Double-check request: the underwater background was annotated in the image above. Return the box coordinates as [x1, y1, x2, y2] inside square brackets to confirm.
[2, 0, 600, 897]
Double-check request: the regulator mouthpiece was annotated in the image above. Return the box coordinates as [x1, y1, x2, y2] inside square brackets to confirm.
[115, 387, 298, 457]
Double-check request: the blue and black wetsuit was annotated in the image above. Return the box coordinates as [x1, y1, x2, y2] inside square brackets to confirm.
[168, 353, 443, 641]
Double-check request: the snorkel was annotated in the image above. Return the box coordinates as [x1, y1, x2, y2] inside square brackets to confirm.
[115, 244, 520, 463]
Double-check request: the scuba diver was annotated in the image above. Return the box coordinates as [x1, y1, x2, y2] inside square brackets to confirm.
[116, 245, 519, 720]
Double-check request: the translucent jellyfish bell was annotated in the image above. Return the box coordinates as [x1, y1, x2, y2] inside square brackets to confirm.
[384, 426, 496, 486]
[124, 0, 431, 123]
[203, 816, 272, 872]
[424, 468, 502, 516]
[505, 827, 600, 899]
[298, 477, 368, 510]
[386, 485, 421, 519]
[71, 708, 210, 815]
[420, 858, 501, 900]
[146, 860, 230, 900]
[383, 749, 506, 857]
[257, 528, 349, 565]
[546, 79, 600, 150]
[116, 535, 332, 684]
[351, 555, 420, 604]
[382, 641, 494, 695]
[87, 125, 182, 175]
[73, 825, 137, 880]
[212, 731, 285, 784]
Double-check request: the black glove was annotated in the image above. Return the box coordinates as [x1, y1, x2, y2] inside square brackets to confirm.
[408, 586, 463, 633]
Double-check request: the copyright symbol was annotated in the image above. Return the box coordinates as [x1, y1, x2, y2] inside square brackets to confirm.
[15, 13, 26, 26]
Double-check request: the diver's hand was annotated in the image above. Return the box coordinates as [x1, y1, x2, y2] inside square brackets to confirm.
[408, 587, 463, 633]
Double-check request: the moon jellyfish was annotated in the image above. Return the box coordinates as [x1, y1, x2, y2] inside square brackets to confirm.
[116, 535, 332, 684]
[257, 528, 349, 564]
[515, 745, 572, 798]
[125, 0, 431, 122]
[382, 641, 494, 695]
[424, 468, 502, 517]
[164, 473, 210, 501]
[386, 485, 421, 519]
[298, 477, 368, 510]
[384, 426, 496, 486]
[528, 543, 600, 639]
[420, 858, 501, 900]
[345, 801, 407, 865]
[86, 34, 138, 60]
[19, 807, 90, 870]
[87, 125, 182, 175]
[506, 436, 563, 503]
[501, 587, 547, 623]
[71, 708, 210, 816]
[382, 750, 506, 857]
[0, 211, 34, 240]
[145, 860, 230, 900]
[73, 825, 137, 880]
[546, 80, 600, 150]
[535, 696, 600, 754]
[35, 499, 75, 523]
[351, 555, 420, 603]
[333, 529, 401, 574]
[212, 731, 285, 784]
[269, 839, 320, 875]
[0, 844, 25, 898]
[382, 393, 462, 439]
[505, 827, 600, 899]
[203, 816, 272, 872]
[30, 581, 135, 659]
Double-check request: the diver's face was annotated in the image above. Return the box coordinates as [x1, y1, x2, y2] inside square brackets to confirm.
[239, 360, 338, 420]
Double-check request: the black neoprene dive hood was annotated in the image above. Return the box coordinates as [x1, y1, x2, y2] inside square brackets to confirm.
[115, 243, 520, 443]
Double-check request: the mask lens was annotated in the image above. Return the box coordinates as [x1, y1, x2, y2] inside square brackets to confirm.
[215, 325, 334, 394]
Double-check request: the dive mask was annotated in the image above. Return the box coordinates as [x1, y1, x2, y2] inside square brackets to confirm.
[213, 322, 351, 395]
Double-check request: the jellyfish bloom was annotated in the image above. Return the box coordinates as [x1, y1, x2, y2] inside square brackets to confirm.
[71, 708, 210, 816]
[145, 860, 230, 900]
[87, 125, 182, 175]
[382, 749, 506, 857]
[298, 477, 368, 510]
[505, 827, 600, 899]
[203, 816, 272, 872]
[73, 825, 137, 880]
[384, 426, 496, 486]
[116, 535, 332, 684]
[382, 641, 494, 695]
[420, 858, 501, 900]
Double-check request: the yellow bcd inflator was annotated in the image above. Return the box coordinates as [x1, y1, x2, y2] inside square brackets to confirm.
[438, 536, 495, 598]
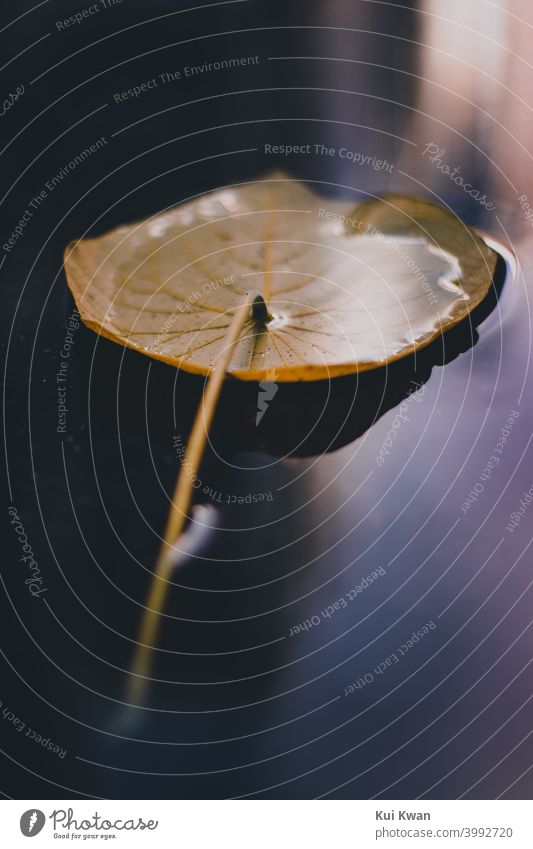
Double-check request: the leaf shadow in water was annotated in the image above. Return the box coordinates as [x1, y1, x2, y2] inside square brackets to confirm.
[211, 249, 508, 461]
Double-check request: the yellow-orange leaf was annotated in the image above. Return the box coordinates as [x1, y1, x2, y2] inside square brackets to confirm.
[64, 172, 497, 381]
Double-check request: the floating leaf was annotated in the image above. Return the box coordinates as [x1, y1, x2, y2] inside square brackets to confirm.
[63, 172, 500, 701]
[64, 172, 497, 382]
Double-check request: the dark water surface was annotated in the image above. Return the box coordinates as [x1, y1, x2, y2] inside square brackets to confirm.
[2, 0, 533, 800]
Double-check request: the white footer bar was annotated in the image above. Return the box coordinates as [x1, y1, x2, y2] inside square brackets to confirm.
[2, 800, 531, 847]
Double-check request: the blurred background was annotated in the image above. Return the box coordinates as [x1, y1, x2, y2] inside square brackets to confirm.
[2, 0, 533, 799]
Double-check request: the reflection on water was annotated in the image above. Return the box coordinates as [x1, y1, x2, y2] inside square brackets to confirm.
[207, 249, 508, 459]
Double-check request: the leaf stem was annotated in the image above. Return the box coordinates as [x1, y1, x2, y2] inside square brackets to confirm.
[128, 290, 257, 703]
[262, 186, 274, 303]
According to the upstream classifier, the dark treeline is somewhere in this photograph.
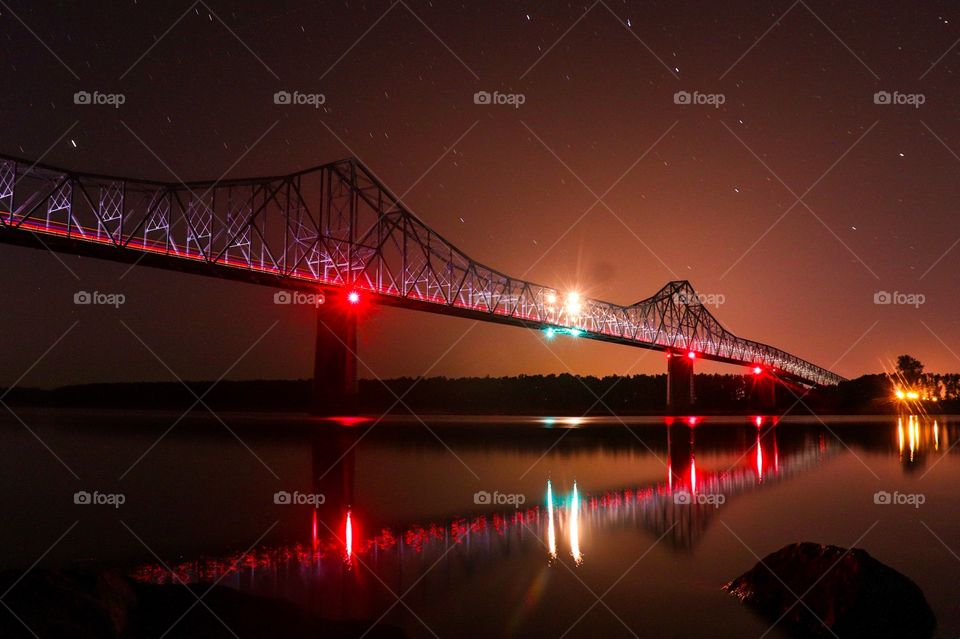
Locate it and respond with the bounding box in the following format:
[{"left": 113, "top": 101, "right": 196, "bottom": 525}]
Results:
[{"left": 3, "top": 370, "right": 953, "bottom": 415}]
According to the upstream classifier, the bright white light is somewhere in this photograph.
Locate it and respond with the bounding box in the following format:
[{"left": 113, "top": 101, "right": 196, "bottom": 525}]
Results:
[{"left": 546, "top": 292, "right": 557, "bottom": 305}]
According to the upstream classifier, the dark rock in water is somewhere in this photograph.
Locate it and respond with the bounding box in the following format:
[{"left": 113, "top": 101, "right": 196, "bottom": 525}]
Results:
[
  {"left": 0, "top": 567, "right": 405, "bottom": 638},
  {"left": 724, "top": 542, "right": 935, "bottom": 639},
  {"left": 0, "top": 567, "right": 135, "bottom": 638}
]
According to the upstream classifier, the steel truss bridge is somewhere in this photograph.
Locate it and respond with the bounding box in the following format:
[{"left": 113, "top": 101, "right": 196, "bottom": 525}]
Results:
[{"left": 0, "top": 154, "right": 844, "bottom": 386}]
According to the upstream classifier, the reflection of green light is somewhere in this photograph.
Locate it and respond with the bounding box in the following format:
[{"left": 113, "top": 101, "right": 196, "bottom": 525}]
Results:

·····

Whenever a line above has the word "photograph" in it, copy that line.

» **Solution below**:
According to the upstream classifier, the dark treeline is somewhere in this photograph.
According to the upstream classifier, the bright white light is somewhere in this photograph.
According to the upstream classifier, the dark rock in water is somewhere in this photograph.
According to the upstream classifier, the steel truss bridge is somewhere in this photograph.
According to the upstream classifier, the reflection of green light is somewhere in this photograph.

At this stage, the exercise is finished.